**STATED EXERCISE:** Please output the lines shown below exactly as they appear.

**DATA ROWS:**
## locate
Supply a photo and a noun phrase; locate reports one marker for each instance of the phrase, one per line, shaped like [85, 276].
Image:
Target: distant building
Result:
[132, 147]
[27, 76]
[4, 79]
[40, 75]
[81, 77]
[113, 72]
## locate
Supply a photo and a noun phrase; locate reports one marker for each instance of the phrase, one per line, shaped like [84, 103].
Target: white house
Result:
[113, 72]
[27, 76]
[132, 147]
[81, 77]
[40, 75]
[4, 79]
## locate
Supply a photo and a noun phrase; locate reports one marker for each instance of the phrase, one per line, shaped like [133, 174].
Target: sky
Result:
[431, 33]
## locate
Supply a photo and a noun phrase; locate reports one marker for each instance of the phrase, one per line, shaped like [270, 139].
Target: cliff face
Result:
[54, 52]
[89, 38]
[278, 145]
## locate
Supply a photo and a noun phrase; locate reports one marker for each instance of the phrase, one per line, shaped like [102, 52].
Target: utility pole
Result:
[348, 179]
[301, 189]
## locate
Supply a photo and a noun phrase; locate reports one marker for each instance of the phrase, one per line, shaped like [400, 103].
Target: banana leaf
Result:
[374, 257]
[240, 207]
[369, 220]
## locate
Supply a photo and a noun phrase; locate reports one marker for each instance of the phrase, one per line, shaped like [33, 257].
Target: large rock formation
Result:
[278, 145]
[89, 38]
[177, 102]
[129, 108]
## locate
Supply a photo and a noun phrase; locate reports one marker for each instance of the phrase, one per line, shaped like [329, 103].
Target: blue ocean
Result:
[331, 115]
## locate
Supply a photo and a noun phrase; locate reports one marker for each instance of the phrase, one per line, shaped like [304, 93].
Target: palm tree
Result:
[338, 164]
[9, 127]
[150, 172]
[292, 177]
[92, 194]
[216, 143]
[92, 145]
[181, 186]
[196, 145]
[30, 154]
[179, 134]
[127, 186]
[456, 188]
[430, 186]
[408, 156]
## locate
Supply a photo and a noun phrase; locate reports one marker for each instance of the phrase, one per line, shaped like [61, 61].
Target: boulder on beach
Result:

**RESPONSE TO THE TASK:**
## locate
Supply a photo and a noun phrase; locate reports one marker for each instance of the phrase, one per line, shaped like [85, 276].
Image:
Target: distant building
Result:
[132, 147]
[27, 76]
[4, 79]
[40, 75]
[81, 77]
[113, 72]
## locate
Supply a photo and a noun phrase; locate reports one marker for each instance of the phrase, one per line, shaped like [84, 103].
Target: white house
Result:
[113, 72]
[27, 76]
[132, 147]
[81, 77]
[40, 75]
[4, 79]
## locate
Supply a photo and a noun phrase; locate reports one marker for each instance of the phrase, one per line, shaped like [133, 174].
Target: sky
Result:
[431, 33]
## locate
Supply a photo and a noun phrase; locate reports one marker for each instance of the phrase, one per line, shaped like [270, 139].
Target: cliff face
Result:
[54, 52]
[89, 38]
[278, 145]
## locate
Supply a photo and a noun phrase; locate reports one marker for each instance of the phrase, one per line, shaped like [102, 52].
Target: utility pole
Result:
[348, 179]
[301, 189]
## locate
Supply a photo and a noun phrase; locate reports one marker for each instance of the phrase, one per line, shaped like [400, 103].
Target: banana leaf
Result:
[374, 257]
[240, 207]
[369, 220]
## locate
Supply a photo and a noun phrase; locate reports one marker for each instance of the phrase, one per line, shaped like [33, 257].
Target: large rock formation
Result:
[278, 145]
[89, 38]
[177, 102]
[129, 108]
## locate
Supply a photo and a noun phrase; locate reports one marker for each instance of the phrase, one per line, shaped like [329, 103].
Target: blue ocean
Result:
[331, 115]
## locate
Supply a photo and a noun phrase; locate reports one marker for each instance of the phrase, one per line, shaped like [304, 93].
Target: palm tree
Result:
[338, 164]
[9, 127]
[150, 172]
[292, 177]
[92, 194]
[216, 143]
[92, 145]
[181, 186]
[196, 145]
[30, 154]
[179, 134]
[127, 186]
[456, 188]
[430, 186]
[408, 156]
## locate
Supply a photo and a noun phrase; locate reports one marker for each instance of the phrase, one per line, shaped like [61, 61].
Target: boulder on beach
Result:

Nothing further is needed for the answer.